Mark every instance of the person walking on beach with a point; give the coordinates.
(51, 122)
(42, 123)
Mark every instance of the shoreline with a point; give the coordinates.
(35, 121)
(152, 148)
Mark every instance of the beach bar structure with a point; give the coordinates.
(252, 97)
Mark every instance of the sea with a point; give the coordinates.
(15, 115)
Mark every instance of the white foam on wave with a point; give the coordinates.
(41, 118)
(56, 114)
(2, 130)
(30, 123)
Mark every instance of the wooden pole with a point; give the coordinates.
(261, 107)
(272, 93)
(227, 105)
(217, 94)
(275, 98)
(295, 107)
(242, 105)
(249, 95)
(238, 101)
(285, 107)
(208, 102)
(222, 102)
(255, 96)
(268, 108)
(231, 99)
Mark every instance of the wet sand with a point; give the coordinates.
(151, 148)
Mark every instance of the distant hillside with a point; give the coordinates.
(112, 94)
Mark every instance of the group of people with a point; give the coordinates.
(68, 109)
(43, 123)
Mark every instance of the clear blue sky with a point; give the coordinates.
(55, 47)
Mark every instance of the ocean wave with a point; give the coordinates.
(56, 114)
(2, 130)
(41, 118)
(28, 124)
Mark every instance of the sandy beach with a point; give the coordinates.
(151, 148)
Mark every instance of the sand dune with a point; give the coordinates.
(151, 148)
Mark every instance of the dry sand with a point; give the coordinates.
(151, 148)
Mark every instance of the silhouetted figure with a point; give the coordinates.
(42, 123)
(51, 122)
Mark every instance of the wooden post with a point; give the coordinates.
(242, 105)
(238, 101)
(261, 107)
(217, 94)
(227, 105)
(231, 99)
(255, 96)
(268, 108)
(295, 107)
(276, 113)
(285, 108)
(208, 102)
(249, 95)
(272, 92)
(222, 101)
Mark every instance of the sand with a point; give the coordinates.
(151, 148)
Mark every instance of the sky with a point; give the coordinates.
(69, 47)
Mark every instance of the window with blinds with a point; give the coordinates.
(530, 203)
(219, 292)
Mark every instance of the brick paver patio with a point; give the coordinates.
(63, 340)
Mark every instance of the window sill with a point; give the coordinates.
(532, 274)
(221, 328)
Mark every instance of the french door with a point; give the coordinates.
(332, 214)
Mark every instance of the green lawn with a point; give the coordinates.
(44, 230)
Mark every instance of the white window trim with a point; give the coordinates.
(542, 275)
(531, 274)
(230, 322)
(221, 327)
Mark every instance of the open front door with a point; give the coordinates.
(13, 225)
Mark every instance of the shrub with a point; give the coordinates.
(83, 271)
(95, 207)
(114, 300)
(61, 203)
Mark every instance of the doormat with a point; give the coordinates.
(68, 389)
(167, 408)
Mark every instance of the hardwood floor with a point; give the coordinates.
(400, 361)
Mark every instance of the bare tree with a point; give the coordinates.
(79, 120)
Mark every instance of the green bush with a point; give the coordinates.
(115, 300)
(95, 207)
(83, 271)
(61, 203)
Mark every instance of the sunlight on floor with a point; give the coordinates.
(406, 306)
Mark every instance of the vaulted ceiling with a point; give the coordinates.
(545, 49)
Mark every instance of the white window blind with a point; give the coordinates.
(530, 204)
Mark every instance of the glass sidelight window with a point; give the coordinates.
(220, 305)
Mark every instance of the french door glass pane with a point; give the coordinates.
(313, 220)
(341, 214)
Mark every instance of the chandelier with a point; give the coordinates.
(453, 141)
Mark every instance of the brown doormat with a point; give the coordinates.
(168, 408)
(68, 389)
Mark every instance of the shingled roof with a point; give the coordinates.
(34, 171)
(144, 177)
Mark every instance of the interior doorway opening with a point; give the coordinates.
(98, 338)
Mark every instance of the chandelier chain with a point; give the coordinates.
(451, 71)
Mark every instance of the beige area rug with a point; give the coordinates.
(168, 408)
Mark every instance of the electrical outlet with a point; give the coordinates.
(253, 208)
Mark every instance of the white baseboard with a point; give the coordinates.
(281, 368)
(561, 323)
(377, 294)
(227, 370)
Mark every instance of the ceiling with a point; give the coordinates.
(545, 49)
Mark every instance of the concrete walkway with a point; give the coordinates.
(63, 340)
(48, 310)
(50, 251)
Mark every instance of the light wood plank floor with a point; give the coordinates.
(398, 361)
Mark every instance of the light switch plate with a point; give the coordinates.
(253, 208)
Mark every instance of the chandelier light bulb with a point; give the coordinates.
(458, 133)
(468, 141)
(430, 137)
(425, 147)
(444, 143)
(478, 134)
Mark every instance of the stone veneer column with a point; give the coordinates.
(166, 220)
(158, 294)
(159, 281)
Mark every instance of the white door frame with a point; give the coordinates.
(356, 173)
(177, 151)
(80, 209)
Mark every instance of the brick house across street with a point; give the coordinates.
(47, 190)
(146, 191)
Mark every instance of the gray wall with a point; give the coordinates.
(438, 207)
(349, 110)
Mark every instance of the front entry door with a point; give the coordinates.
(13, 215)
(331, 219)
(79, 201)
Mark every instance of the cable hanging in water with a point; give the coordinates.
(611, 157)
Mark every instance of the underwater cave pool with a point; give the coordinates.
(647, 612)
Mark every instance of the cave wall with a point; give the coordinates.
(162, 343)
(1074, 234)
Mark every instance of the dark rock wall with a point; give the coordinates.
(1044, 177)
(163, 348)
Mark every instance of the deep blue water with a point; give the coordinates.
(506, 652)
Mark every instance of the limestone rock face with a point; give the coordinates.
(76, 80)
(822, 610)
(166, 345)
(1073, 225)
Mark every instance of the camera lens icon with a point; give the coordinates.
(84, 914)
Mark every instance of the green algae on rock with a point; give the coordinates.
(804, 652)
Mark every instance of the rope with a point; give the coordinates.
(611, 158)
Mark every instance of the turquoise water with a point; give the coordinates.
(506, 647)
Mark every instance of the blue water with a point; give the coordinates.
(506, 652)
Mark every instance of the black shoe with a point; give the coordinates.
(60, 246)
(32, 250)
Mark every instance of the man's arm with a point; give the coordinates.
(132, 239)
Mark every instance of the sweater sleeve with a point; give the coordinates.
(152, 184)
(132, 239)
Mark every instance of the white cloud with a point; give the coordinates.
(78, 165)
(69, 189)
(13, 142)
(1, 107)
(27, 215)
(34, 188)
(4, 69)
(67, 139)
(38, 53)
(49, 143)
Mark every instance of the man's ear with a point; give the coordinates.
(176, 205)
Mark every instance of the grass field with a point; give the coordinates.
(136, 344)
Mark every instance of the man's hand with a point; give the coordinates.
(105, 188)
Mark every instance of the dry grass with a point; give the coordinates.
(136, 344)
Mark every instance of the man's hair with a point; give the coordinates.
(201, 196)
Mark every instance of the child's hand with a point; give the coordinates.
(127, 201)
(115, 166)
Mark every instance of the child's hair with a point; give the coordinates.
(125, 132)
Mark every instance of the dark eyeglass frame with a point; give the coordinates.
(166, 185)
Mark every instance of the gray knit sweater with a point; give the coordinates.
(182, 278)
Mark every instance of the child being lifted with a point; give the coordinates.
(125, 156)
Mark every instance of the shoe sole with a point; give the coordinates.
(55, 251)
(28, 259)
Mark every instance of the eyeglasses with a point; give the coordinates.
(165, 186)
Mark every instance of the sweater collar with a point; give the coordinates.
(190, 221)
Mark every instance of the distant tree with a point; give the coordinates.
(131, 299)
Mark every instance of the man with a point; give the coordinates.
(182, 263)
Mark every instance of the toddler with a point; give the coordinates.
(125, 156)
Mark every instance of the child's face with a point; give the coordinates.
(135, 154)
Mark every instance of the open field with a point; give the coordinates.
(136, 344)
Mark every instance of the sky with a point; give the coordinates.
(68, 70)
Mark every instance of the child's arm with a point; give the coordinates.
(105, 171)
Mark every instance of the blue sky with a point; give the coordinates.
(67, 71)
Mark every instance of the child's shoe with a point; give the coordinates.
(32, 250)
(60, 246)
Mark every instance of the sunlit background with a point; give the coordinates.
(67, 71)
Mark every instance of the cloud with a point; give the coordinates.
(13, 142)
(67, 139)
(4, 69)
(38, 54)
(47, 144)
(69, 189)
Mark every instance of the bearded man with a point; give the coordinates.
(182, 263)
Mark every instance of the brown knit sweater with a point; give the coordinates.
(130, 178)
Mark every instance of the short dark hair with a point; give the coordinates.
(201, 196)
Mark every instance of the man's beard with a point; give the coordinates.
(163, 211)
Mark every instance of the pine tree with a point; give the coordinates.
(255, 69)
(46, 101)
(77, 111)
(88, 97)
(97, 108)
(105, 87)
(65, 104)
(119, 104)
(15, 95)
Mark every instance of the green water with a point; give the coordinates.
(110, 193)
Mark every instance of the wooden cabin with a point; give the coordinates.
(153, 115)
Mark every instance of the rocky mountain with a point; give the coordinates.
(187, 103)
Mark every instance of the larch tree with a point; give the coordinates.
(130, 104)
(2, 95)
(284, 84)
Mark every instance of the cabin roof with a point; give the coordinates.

——

#### Problem requirements:
Return precisely the lines of the records, starting with the line that holds "Mark every instance of the brown knit" and ending with the last one.

#### Problem solution:
Mark every instance of the brown knit sweater with a point; give the coordinates.
(130, 178)
Mark every instance of the short dark hair with a point; give the coordinates.
(201, 196)
Mark every instance of the man's beard with a point; give the coordinates.
(163, 211)
Mark every instance of the pine tree with a point; give the coordinates.
(255, 69)
(46, 101)
(77, 111)
(88, 97)
(97, 108)
(105, 87)
(65, 104)
(119, 104)
(15, 95)
Mark every instance of the green water with a point; give the coordinates.
(110, 193)
Mark every instance of the wooden cabin with a point; give the coordinates.
(153, 115)
Mark every instance of the rocky mountain with a point; give the coordinates.
(187, 103)
Mark every instance of the larch tree with a point; give the coordinates.
(130, 104)
(2, 95)
(284, 84)
Mark every instance of the cabin roof with a point; give the coordinates.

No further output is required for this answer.